» Study text
Monday, 5 January 2015

News Round-Up

It's high time for the first news round-up of 2015, and boy it got off to a cracker of a start! Who knows, it might even top last year's epic science. While physics is outside the realm of my expertise, I am literally a-froth with anticipation of the Large Hadron Collider starting up again. Mysteries of the Universe are (nearly) as much fun as the mysteries of Life (Science). Grab a coffee and settle in for a recap of last week's top stories.

[caption id="attachment_160" align="alignleft" width="232"]Kids, good luck drawing that in your final exams. It's no double helix, let me tell you. The Rqc2 protein (yellow) binds tRNAs (dark blue, teal) which add amino acids (bright, middle) to a partial protein (green). Complex binds the ribosome (white). Image credit: Janet Iwasa, Ph.D., University of Utah.[/caption]

Protein Builds Protein Without DNA Blueprint

Protein bypasses DNA and mRNA protein-coding molecules to bind tRNA directly and add amino acids to lengthen proteins. The findings, published in Science, show protein Rqc2 adding amino acids alanine and threonine to the ends of damaged proteins by binding two tRNA molecules, which build proteins in the ribosome organelle complex in a cell. While the process is limited to alanine and threonine, it may be that more proteins exist that perform similar functions with other amino acids. Either way, this is a textbook redefining moment.

Cancer's Random Nature And Attitudes On Treatment

Random mutations in cancer-related genes during development are thought to be the main factor behind the majority of cancers. The study at Johns Hopkins Kimmel Cancer Center focusing on the statistical occurrence of cancer in the general population has found that, in about two-thirds of cancers, the risk of getting cancer is down more to "bad luck" in gene mutations during stem cell division rather than being due to heredity and environment/lifestyle, which account for the other third. They suggest cancer treatment efforts should focus more on early identification. See more on Science Daily, and the Guardian.

» Supplied data

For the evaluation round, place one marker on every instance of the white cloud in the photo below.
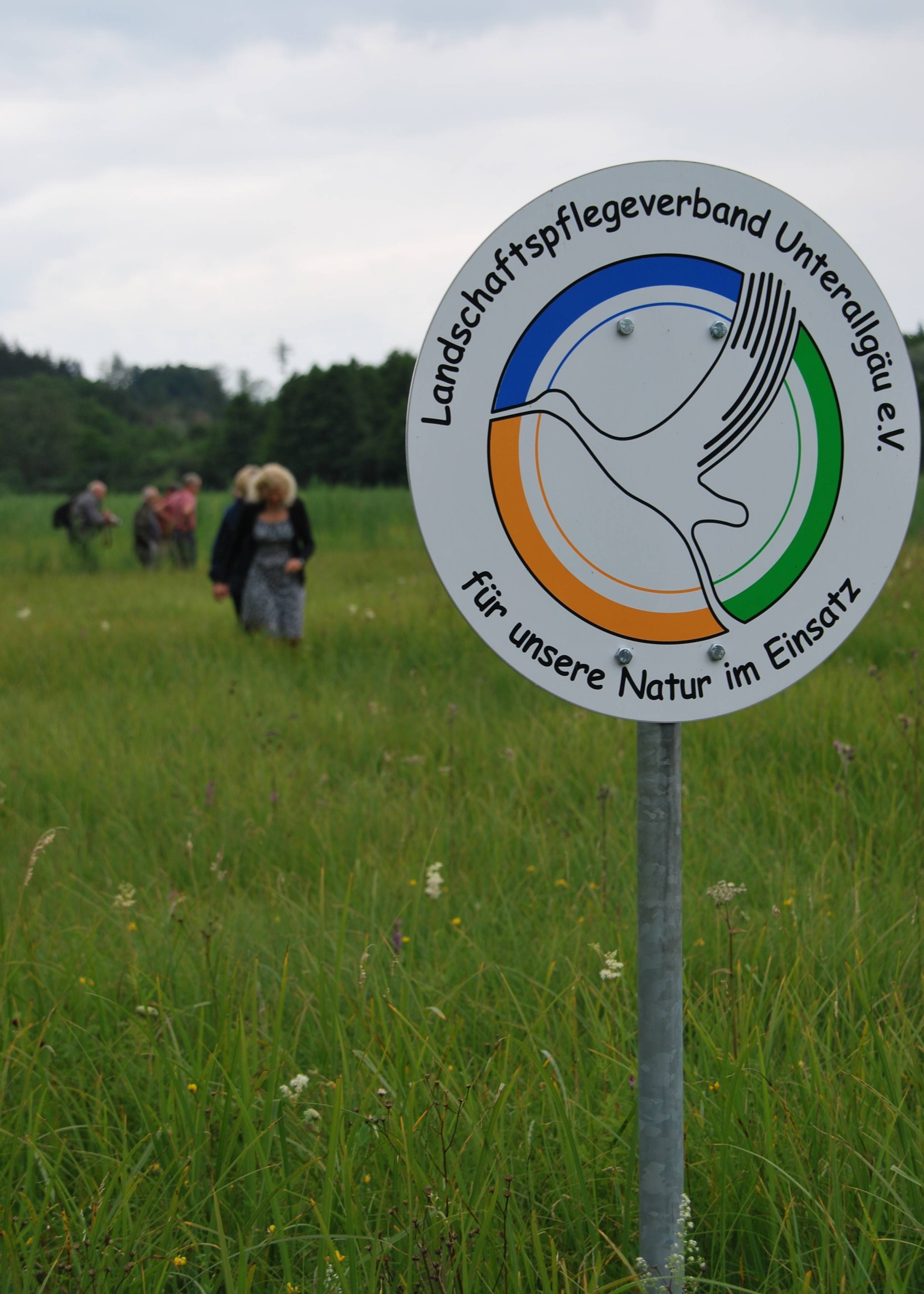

» Questions on the material
**a)** In the news round-up, which two amino acids does the protein Rqc2 add to the ends of damaged proteins?
**b)** Say whether each statement agrees with the news round-up, and quote the words of the text that decide it.
(i) The Johns Hopkins study links about two-thirds of cancers to "bad luck" in gene mutations during stem cell division.
(ii) The findings on Rqc2 were published in Nature.
(iii) The image credit goes to Janet Iwasa of the University of Utah.
**c)** Reproduce the passage of the news round-up that begins at the words "Random mutations in" and ends after "and the Guardian.", keeping every word unchanged.

» Answers by task
**a)** Alanine and threonine.

**b)**
(i) Yes: "in about two-thirds of cancers, the risk of getting cancer is down more to "bad luck" in gene mutations during stem cell division"
(ii) No: "The findings, published in Science, show protein Rqc2 adding amino acids alanine and threonine"
(iii) Yes: "Image credit: Janet Iwasa, Ph.D., University of Utah."

**c)**
Random mutations in cancer-related genes during development are thought to be the main factor behind the majority of cancers. The study at Johns Hopkins Kimmel Cancer Center focusing on the statistical occurrence of cancer in the general population has found that, in about two-thirds of cancers, the risk of getting cancer is down more to "bad luck" in gene mutations during stem cell division rather than being due to heredity and environment/lifestyle, which account for the other third. They suggest cancer treatment efforts should focus more on early identification. See more on Science Daily, and the Guardian.